▶ **EXCERTO DA FONTE**
# # # #

A paz do fingimento
O primeiro-ministro David Cameron está a ser alvo de acusações de
indiferença por ter ido passar férias a Ibiza com a mulher logo depois
do brutal homicídio no bairro de Woolwich de um soldado britânico por
radicais islâmicos.
O caso, que o Governo tratou como um acto de
terrorismo, chocou o país e qualquer pessoa que tenha visto as imagens
terríveis do assassino com as mãos ensanguentadas, a falar para uma
câmara como se o acto que acabara de cometer fosse plenamente
justificado. Perante a barbárie, David Cameron decidiu pegar na família e
ir para a praia. Como se esperava, a decisão foi usada politicamente
contra ele. Apesar de todas as explicações sobre como está perto de
Inglaterra e como é fácil comunicar hoje em dia, ninguém entende a
ausência neste momento assustador. Fico surpreendida com o erro de
Cameron. Qualquer político profissional sabe que é pago para fingir
preocupação. Sem esse fingimento não há paz.

# # # #

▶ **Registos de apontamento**
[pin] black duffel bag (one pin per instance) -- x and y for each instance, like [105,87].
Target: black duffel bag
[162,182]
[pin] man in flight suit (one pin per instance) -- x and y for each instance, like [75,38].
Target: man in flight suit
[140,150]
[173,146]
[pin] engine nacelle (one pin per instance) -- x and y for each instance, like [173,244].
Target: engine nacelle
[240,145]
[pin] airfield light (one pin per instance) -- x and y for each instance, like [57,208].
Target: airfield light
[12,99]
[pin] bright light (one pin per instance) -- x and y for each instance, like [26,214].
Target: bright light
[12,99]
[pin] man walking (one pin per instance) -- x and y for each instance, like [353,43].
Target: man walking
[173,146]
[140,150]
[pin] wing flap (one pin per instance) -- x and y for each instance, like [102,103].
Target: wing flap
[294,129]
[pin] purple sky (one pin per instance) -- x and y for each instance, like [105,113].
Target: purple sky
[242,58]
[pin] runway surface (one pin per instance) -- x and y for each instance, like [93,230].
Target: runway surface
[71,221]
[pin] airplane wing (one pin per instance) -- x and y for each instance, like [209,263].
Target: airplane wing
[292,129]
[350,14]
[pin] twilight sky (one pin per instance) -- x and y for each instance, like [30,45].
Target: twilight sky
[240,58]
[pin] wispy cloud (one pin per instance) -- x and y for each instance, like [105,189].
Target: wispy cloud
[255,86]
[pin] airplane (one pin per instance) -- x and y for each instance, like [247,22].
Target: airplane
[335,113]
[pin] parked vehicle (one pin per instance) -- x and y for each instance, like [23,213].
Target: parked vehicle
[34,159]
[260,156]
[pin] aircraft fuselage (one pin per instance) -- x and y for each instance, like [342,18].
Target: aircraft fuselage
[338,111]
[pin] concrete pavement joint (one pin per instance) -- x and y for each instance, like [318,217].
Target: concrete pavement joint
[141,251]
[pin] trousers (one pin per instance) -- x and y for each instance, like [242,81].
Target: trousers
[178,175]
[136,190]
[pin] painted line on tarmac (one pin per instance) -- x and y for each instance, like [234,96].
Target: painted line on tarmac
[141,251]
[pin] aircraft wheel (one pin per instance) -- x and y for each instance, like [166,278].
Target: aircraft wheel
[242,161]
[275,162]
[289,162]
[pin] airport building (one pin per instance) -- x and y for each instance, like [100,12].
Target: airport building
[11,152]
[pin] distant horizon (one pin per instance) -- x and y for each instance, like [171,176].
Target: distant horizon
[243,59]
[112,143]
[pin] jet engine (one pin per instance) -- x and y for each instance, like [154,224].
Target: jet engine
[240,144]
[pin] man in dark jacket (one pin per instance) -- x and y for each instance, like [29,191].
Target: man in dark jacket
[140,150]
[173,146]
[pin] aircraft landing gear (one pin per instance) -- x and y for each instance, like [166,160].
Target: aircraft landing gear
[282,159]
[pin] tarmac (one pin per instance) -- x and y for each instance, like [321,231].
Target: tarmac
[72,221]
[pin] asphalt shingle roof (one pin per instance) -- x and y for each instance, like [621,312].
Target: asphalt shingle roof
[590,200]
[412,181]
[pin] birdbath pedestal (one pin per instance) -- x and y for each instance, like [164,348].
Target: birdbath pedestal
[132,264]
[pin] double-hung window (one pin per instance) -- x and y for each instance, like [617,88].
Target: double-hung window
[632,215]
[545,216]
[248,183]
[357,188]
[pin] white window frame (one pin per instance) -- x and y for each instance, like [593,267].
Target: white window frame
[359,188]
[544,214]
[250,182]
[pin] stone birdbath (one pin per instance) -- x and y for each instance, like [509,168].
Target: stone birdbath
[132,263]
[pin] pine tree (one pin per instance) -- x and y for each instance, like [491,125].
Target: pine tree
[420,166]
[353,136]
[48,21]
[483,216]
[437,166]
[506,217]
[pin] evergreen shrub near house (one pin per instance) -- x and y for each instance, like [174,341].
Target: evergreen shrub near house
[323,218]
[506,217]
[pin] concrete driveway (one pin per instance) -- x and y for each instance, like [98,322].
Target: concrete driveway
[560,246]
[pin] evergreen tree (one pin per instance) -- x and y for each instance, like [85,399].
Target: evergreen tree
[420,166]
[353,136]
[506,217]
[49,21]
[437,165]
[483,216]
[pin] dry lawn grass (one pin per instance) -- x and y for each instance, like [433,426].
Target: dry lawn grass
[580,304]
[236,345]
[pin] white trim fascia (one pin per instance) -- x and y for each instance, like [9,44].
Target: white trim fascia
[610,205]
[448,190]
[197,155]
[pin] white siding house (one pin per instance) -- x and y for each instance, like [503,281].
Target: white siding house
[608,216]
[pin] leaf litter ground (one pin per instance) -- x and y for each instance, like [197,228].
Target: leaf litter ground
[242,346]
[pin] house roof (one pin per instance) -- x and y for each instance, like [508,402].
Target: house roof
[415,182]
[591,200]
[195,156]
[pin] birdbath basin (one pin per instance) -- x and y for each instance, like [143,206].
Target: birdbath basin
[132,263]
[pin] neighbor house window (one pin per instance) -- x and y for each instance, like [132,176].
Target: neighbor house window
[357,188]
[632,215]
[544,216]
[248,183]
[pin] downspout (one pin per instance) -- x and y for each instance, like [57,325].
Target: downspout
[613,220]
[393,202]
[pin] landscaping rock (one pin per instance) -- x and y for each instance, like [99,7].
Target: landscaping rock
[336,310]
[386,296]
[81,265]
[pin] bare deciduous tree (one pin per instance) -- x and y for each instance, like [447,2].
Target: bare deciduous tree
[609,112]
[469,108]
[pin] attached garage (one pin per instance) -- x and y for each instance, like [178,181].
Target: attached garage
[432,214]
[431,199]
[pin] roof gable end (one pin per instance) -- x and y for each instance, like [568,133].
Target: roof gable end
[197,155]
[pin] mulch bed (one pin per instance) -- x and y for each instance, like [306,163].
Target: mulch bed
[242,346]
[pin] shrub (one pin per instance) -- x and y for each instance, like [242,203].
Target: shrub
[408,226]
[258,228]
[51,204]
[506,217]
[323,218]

# # # #

▶ **EXERCÍCIOS**
(A) Diga, para cada afirmação, se está de acordo com o excerto sobre David Cameron, respondendo sim ou não e citando as palavras do excerto que o decidem: (i) Cameron foi passar férias a Ibiza com a mulher; (ii) o Governo tratou o homicídio em Woolwich como um acto de terrorismo; (iii) as explicações sobre a proximidade de Inglaterra convenceram toda a gente.
(B) Resuma o excerto sobre David Cameron em duas frases.
(C) Segundo o excerto sobre David Cameron, em que bairro foi morto o soldado britânico?

▶ **RESPOSTAS AOS EXERCÍCIOS**
(A)
(i) Sim: "por ter ido passar férias a Ibiza com a mulher".
(ii) Sim: "O caso, que o Governo tratou como um acto de terrorismo".
(iii) Não: "ninguém entende a ausência neste momento assustador".

(B) David Cameron é acusado de indiferença por ter ido de férias para Ibiza com a mulher logo após o homicídio de um soldado britânico por radicais islâmicos em Woolwich, um caso que chocou o país. A autora surpreende-se com o erro, pois considera que qualquer político profissional sabe que é pago para fingir preocupação e que sem esse fingimento não há paz.

(C) No bairro de Woolwich.